:: WORK ITEM ::
For the material that follows, state how many lines contain the word "image", and add nothing.

:: INPUT DATA ::
-- Opening Marker --

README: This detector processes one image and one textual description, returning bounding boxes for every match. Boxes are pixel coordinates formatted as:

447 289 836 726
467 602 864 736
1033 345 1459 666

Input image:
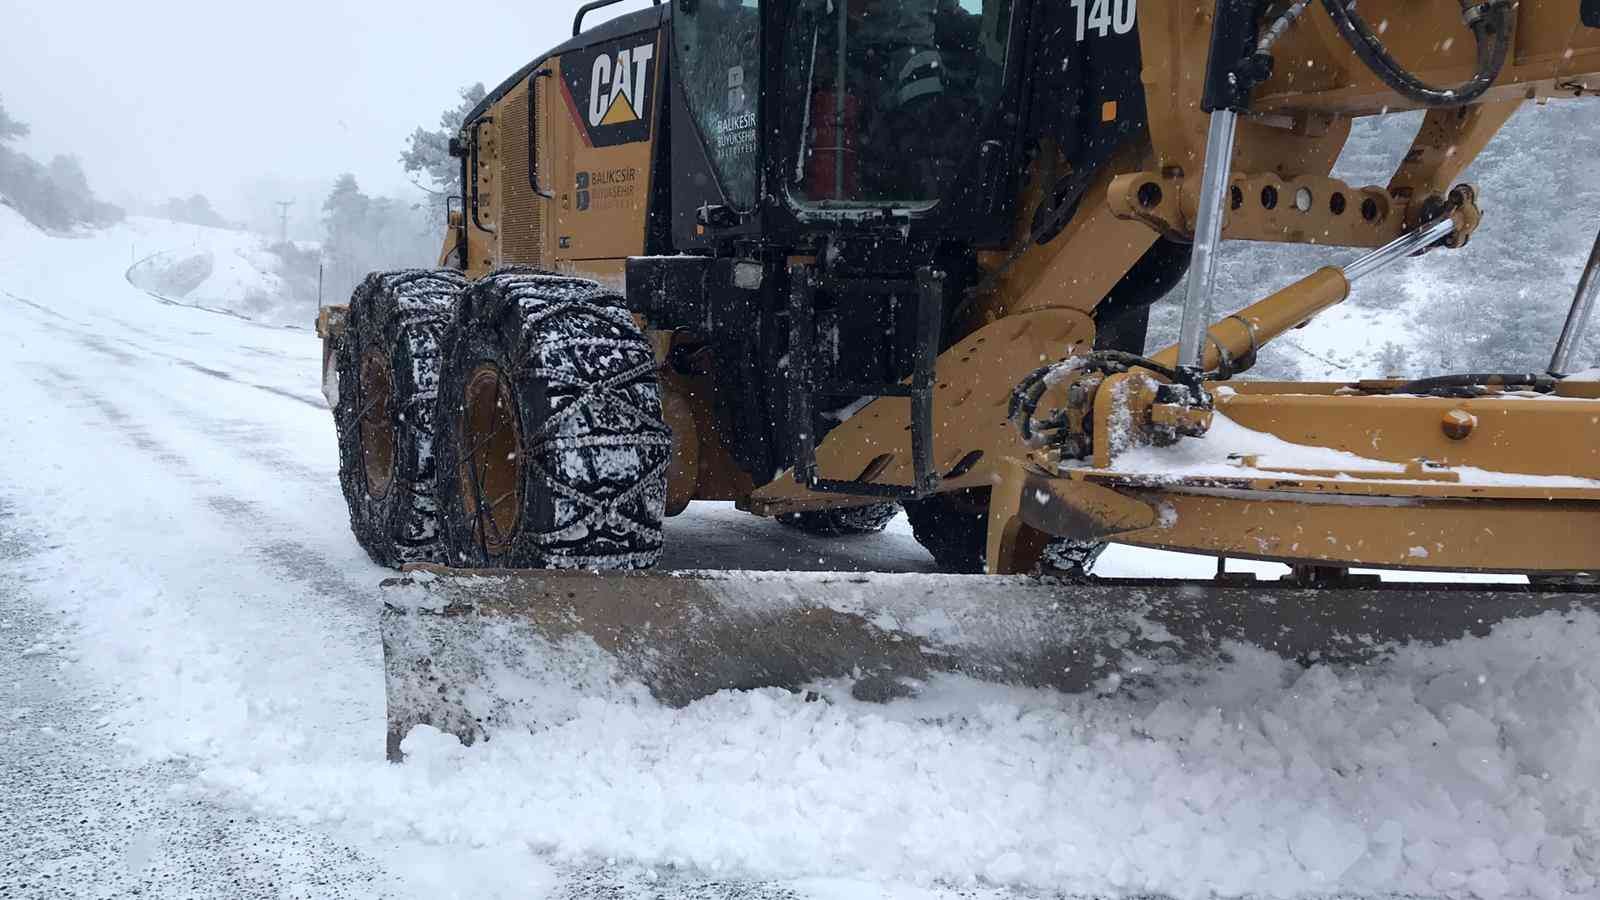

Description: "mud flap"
379 568 1598 761
320 340 340 410
316 305 348 411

-- Closing Marker --

:: SOLVED EXERCISE ::
2